§ **Written exercise 1**
Copy out the rows word for word, starting at the line with "Spot any visible white wall." and ending with the line with "[244,234,262,252]", both included.
** start Source document **
Over the course of the three days, a rivalry developed with the other group that left from the same tour outfit: Team B. It began the night before, when Sandra was awoken in her hostel room by three German women and the two Italians. The Italians were being considerate but the Germans were very rude and woke her up on multiple occasions throughout the night. At 3 am, after Sandra finally asked them to keep it down, they became nasty and even started talking about her in German, assuming incorrectly that she would not understand what was being said about her. Thus, she was quite relieved to learn that they were not in the same group.

The next morning, after packing all of our gear, we were off to the island. Since Tom and Jordan had been to Fraser before, it was like having our own tour guide, a huge bonus considering the ridiculous prices of the guided tours. Our first stop was the stunning Lake Birrabeen, with a white sand beach and turquoise water that we had all to ourselves. After frolicking around for awhile, we headed to Lake Wabby, an emerald green lake which was surrounded by these massive sand dunes. Tom and Jason climbed the steep dune and while Tom did somersaults down the dune into the lake, Jason, fearful of breaking his neck, rolled down sideways. After Lake Wabby, we returned to see a dingo, a type of wild dog, hanging around our vehicle. Thankfully it was alone so we didn’t have to worry about it becoming aggressive, as they do when in packs. Then we made our way to our first camp site. The evening was absolutely wonderful and we enjoyed an incredible moonrise while listening to good tunes and retelling our crazy adventures. All in all a great day. Jason also got to do a bit of driving and had good fun watching in the rearview mirror as the rest of the group got bounced during each bump.
** end Source document **
** start Input material **
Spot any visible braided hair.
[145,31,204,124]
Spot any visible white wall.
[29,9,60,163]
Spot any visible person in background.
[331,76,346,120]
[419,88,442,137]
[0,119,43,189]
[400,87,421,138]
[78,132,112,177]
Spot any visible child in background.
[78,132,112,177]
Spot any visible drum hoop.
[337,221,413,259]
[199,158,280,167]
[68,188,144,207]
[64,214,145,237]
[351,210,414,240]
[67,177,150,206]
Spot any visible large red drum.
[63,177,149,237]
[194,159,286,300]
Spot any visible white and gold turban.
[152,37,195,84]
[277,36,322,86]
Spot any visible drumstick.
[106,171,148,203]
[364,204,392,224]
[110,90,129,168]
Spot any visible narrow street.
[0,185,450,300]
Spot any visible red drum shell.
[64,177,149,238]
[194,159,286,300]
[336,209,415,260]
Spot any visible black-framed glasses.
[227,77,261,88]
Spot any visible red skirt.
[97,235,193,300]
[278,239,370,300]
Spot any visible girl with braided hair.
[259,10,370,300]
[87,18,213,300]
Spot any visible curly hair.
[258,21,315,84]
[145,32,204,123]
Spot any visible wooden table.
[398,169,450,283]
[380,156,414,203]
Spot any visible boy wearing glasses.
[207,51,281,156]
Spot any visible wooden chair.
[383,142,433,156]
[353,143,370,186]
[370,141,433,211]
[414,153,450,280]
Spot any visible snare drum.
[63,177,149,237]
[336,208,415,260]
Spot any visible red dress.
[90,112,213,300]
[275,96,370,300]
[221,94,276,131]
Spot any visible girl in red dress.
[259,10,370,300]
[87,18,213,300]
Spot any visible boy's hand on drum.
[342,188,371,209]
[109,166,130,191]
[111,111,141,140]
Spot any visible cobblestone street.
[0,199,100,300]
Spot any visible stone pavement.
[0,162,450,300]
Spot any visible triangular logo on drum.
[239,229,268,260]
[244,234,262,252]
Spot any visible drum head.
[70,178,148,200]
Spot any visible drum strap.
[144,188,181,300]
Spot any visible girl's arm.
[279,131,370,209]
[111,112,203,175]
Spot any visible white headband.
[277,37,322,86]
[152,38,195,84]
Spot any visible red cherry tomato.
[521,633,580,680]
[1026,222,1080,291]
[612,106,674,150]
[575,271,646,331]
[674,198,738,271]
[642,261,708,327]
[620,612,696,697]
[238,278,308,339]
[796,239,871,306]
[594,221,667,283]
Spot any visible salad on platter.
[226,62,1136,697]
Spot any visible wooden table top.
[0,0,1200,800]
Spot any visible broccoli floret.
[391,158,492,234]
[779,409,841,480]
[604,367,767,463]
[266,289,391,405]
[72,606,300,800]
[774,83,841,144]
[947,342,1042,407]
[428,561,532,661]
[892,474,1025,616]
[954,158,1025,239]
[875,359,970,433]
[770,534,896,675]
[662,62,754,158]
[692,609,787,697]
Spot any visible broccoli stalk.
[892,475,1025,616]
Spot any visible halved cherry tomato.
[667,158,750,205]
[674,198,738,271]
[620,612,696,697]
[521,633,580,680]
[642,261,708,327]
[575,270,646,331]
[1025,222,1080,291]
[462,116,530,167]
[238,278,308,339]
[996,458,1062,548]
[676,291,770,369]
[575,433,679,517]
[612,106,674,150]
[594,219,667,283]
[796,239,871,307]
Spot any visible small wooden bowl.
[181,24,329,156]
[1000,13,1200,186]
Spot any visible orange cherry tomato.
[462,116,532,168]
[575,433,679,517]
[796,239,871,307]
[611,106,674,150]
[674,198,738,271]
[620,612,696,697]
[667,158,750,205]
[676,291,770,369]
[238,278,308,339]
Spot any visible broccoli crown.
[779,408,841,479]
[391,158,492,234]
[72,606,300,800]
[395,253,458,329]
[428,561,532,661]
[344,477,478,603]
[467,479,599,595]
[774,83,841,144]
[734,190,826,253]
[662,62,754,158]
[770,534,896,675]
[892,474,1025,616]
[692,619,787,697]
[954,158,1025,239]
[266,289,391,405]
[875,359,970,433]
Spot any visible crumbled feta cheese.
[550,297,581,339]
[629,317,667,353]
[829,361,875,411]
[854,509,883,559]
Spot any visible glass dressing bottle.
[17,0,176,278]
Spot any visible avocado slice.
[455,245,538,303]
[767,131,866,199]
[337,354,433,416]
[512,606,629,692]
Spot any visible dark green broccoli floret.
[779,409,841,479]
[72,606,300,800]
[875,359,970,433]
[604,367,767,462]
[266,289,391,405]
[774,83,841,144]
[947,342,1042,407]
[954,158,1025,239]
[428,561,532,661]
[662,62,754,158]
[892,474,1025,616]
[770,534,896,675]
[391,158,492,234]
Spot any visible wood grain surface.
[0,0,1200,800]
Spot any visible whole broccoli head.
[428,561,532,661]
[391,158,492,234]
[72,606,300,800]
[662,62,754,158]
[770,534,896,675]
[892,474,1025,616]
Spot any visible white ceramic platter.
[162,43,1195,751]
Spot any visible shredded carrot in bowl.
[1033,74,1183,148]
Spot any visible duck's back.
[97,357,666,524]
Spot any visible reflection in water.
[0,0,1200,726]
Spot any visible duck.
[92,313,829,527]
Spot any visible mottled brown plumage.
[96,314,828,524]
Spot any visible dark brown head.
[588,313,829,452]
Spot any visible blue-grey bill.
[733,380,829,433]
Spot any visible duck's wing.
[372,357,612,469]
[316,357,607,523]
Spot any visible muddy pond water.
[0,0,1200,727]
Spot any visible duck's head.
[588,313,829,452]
** end Input material **
§ **Written exercise 2**
Answer these questions from the Fraser trip passage:
(a) Who woke Sandra in her hostel room the night before?
(b) What color is Lake Wabby?
(c) What animal was found hanging around the vehicle after Lake Wabby?

§ **Correct response 1**
Spot any visible white wall.
[29,9,60,163]
Spot any visible person in background.
[331,76,346,120]
[419,88,442,137]
[0,119,43,189]
[400,87,421,138]
[78,132,112,177]
Spot any visible child in background.
[78,132,112,177]
Spot any visible drum hoop.
[337,221,413,259]
[199,158,280,167]
[68,188,144,207]
[64,214,145,237]
[351,210,414,240]
[67,177,150,206]
Spot any visible large red drum.
[63,177,149,237]
[194,159,286,300]
Spot any visible white and gold turban.
[152,37,195,84]
[277,36,322,86]
Spot any visible drumstick.
[106,171,148,203]
[364,204,392,224]
[110,90,129,168]
Spot any visible narrow street.
[0,185,450,300]
Spot any visible red drum shell.
[64,177,149,238]
[194,159,286,300]
[336,209,415,260]
Spot any visible black-framed glasses.
[227,77,261,88]
Spot any visible red skirt.
[97,235,193,300]
[278,239,370,300]
Spot any visible girl with braided hair.
[259,10,370,300]
[87,18,213,300]
Spot any visible curly hair.
[258,21,315,84]
[145,32,204,123]
Spot any visible wooden table.
[398,169,450,283]
[380,156,414,203]
Spot any visible boy wearing glasses.
[207,51,281,156]
Spot any visible wooden chair.
[383,142,433,156]
[353,143,370,186]
[370,141,433,211]
[414,153,450,280]
Spot any visible snare drum.
[63,177,149,237]
[336,208,415,260]
Spot any visible red dress.
[90,112,213,300]
[275,96,370,300]
[221,94,276,131]
Spot any visible girl in red dress.
[259,10,370,300]
[87,18,213,300]
Spot any visible boy's hand on drum.
[342,188,371,209]
[109,166,130,191]
[111,111,141,140]
Spot any visible cobblestone street.
[0,199,100,300]
Spot any visible stone pavement.
[0,162,450,300]
Spot any visible triangular logo on drum.
[239,229,268,260]
[244,234,262,252]

§ **Correct response 2**
(a) Three German women and the two Italians.
(b) Emerald green.
(c) A dingo.